**Work required**
Convert every line of the items below into a JSON list of strings, one string per line, with blank lines omitted. Leave the pictures out.

**Records supplied**

☆ ☆ ☆ ☆ ☆

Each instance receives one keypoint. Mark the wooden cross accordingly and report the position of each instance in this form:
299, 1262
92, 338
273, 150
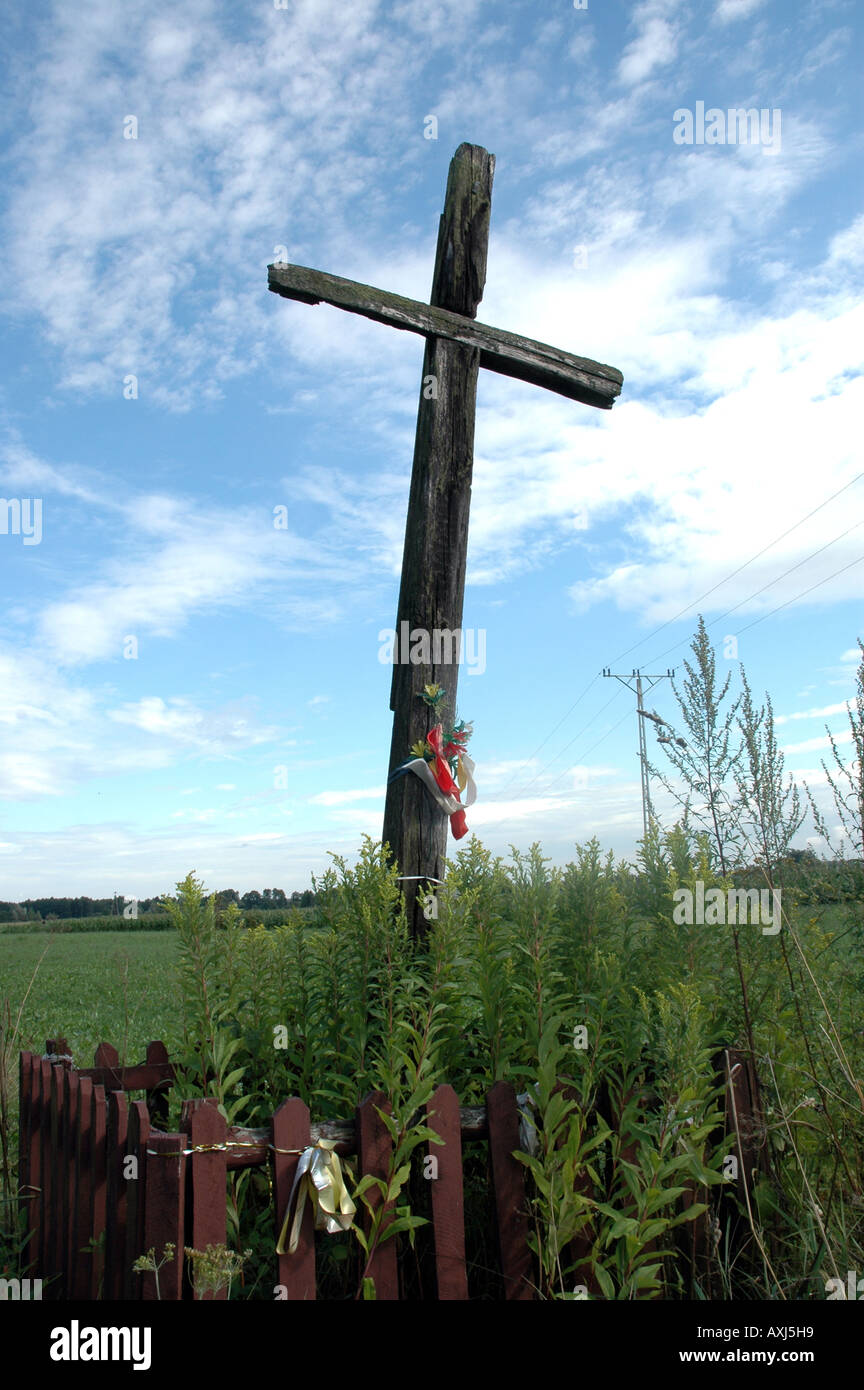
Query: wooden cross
436, 530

☆ ☆ ☆ ☆ ☆

**Result of the task**
[
  "Each instance receives one keypoint. Mark the wooden cross accordingly and report the position of each instance in this form:",
  "299, 1262",
  "92, 338",
  "273, 150",
  "Query: wooden cross",
  "436, 530"
]